**What is required:** Gather all lines with "cranberry" from the records.

Items from a dataset
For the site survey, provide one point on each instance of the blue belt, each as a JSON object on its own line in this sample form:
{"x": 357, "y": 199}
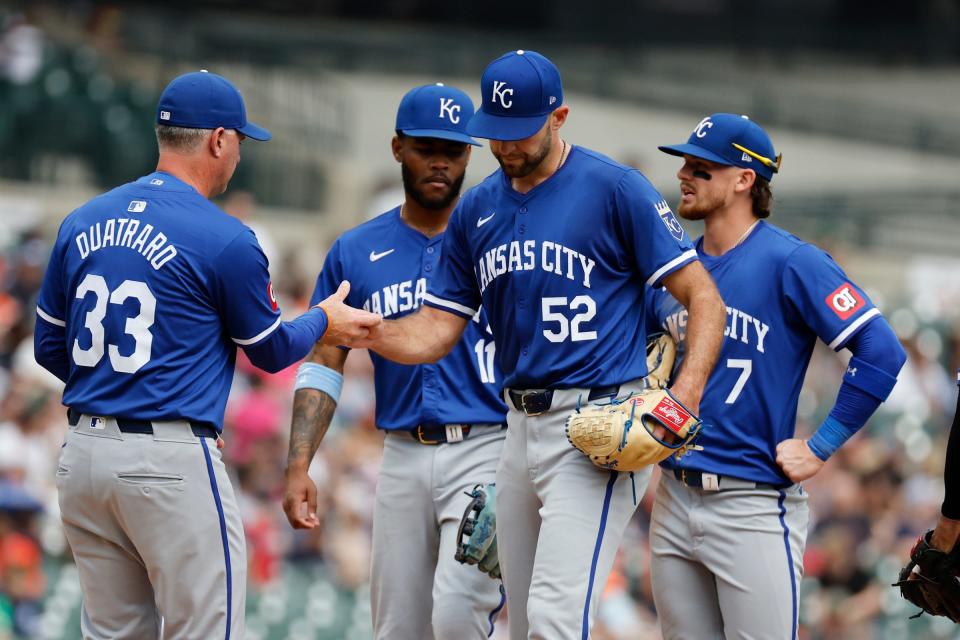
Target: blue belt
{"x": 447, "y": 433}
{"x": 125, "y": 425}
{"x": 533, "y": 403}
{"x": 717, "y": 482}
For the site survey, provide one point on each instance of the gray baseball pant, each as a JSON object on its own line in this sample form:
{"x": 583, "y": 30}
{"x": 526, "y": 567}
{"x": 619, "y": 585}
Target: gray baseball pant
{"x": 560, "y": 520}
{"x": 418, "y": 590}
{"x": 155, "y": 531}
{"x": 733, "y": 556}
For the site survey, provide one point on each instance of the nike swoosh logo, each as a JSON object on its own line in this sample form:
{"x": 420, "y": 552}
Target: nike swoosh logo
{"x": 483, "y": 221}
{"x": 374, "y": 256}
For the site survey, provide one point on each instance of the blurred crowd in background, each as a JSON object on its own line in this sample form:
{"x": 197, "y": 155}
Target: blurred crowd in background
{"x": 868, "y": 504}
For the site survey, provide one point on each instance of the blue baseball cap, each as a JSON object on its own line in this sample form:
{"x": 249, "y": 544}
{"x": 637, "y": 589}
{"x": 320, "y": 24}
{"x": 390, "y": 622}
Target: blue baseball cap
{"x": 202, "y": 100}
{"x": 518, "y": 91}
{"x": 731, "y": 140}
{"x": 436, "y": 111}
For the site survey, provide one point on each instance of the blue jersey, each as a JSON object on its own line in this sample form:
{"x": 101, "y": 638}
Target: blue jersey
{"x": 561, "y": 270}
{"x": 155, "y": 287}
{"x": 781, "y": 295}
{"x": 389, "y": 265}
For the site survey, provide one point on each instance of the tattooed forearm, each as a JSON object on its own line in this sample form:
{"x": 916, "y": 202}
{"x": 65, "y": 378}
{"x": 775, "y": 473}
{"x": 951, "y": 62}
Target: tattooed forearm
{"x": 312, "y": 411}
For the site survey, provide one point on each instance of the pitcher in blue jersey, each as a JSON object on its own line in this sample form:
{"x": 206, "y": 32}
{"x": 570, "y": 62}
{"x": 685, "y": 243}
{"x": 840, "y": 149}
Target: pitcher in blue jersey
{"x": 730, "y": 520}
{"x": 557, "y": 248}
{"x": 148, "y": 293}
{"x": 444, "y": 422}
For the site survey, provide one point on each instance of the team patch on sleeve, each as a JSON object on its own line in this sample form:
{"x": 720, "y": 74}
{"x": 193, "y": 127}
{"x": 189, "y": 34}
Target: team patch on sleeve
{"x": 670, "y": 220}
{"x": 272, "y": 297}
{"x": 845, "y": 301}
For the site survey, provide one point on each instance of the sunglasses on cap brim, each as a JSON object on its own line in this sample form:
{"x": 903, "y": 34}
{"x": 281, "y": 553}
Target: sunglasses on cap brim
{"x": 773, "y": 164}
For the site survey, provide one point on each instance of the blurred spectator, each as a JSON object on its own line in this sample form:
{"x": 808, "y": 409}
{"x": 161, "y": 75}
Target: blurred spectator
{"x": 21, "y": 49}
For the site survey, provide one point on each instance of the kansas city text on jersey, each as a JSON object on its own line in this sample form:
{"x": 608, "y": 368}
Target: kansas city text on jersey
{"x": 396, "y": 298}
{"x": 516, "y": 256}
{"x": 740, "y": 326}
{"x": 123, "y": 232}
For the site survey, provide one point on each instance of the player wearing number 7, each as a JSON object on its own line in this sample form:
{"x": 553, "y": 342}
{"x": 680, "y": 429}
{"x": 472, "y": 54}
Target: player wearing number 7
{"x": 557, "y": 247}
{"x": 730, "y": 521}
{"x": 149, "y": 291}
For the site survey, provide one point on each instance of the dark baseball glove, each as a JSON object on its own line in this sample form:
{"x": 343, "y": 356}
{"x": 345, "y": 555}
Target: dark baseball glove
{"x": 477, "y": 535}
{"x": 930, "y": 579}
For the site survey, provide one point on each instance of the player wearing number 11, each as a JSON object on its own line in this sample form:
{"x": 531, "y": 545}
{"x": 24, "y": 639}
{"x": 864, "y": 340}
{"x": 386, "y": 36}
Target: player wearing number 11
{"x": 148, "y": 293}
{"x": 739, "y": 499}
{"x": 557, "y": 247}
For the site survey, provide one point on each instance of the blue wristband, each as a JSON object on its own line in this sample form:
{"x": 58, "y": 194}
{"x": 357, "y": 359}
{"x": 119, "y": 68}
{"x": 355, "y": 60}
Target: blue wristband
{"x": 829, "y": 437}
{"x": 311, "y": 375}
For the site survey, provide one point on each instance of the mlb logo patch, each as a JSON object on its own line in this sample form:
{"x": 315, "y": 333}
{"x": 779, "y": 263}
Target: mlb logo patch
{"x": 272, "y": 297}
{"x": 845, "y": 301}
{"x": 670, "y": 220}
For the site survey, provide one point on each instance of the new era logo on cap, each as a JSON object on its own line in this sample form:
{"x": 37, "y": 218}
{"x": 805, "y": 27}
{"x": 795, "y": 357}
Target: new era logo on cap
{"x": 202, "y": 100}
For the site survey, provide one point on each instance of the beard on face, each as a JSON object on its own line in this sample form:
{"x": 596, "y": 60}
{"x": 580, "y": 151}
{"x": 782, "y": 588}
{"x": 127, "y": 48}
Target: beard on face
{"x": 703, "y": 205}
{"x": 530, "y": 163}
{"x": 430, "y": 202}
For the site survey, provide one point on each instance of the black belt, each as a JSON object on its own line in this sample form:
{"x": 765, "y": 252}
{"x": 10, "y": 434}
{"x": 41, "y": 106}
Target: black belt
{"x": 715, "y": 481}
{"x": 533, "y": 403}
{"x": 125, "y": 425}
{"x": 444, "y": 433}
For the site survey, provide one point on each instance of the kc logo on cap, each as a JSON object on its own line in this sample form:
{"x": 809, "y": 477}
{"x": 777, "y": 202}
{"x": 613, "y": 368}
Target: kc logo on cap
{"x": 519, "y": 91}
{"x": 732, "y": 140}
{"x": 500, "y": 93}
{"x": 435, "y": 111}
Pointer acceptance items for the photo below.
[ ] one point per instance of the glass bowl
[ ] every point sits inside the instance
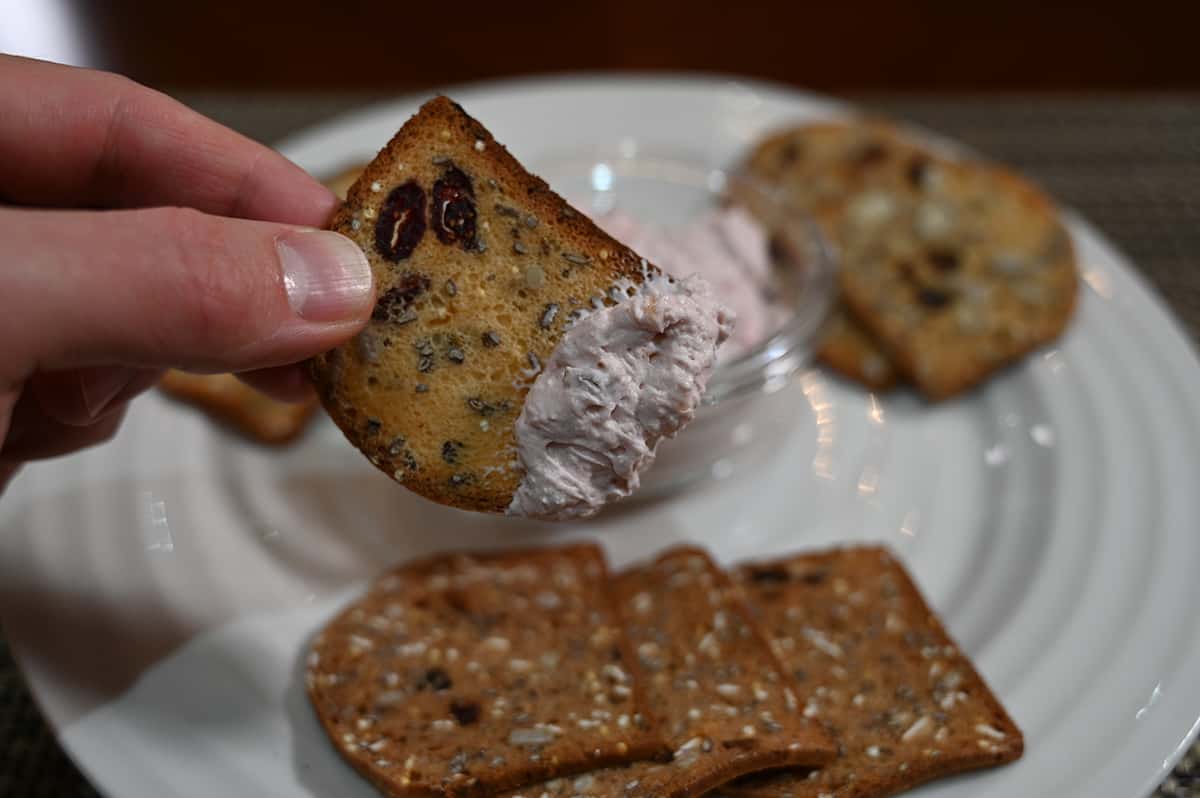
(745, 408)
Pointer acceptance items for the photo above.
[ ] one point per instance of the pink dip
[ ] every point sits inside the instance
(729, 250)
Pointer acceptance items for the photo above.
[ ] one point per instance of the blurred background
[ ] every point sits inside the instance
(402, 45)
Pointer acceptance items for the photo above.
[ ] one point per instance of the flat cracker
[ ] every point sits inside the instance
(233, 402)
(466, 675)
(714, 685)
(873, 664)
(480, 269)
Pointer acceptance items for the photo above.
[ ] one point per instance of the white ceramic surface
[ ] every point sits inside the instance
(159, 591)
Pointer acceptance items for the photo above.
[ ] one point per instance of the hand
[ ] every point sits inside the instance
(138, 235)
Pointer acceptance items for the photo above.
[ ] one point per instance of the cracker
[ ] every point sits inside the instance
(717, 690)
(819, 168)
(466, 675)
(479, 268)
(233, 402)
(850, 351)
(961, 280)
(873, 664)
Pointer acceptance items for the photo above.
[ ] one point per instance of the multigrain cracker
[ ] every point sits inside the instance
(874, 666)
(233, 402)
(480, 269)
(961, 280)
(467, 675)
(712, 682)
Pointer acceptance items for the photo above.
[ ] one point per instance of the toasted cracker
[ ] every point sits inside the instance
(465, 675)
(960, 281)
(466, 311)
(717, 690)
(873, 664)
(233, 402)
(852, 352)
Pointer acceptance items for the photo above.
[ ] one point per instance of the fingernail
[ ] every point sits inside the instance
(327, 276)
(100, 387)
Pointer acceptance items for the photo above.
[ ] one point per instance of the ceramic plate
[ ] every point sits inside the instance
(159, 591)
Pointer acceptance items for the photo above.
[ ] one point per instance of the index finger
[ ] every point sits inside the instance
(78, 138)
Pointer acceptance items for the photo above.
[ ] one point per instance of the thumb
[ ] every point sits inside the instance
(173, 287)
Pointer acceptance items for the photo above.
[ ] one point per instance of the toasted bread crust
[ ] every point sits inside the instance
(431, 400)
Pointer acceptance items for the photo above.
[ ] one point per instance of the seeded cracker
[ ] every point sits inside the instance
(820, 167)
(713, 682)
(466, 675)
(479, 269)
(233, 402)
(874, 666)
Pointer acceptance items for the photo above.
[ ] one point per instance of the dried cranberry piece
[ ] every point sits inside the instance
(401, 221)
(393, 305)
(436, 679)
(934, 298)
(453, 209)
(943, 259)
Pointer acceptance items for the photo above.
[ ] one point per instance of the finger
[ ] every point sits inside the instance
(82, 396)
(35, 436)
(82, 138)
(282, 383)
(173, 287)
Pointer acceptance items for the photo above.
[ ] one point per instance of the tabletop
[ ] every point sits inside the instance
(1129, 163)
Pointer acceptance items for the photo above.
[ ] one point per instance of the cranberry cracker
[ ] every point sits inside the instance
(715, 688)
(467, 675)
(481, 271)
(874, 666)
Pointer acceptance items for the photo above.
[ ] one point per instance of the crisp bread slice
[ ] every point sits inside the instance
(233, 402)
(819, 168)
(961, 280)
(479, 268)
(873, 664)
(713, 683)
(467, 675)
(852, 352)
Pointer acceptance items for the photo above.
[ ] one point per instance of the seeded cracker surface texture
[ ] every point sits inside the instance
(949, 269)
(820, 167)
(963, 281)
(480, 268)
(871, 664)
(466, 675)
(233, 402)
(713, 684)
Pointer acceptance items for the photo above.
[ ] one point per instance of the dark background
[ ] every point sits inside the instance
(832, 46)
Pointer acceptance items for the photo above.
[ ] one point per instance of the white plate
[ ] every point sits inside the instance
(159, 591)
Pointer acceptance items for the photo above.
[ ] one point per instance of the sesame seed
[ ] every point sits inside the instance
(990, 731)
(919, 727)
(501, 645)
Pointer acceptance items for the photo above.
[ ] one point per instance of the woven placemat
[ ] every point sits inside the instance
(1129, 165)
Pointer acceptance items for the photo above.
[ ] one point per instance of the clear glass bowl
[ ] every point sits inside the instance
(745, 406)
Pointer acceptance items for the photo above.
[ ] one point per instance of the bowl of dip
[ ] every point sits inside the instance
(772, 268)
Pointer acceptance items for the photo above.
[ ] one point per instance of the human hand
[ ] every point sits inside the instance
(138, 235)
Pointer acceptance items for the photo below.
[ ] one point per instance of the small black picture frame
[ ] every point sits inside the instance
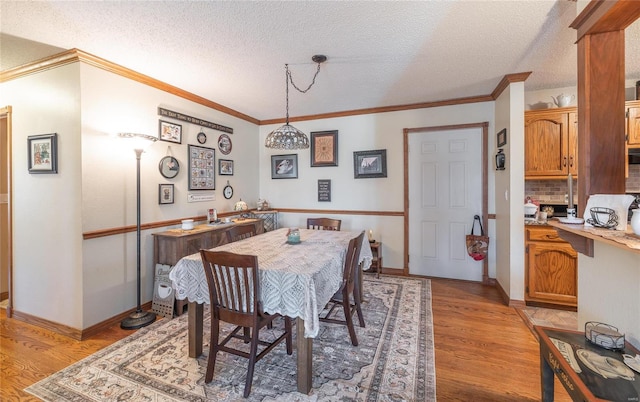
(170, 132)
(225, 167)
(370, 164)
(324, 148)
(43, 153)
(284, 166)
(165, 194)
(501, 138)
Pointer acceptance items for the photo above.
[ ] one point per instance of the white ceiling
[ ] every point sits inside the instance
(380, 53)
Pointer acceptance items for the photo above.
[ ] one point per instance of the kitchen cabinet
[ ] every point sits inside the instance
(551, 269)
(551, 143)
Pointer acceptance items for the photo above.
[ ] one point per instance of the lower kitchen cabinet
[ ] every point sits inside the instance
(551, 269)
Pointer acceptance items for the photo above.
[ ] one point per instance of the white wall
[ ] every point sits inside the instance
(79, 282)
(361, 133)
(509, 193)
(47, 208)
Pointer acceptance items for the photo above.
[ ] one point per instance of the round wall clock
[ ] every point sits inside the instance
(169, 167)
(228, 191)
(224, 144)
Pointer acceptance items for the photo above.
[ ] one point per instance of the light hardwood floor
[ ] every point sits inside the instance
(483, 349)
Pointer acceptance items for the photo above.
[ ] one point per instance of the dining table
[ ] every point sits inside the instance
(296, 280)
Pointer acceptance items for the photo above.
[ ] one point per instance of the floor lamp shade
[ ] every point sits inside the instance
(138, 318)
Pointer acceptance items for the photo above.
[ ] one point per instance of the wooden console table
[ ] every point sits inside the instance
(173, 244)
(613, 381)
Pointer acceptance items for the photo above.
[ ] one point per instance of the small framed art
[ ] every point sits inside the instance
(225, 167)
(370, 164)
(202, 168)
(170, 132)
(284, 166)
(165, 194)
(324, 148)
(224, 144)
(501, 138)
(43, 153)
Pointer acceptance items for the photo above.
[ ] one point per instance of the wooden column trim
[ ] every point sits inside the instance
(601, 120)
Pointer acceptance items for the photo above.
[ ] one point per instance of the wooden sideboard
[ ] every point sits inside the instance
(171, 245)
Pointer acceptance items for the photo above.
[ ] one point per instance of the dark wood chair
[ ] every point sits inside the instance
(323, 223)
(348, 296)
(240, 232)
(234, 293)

**Result of the exercise:**
[ ] one point per instance of the dried cranberry piece
[ ] one point per instance of the cranberry cracker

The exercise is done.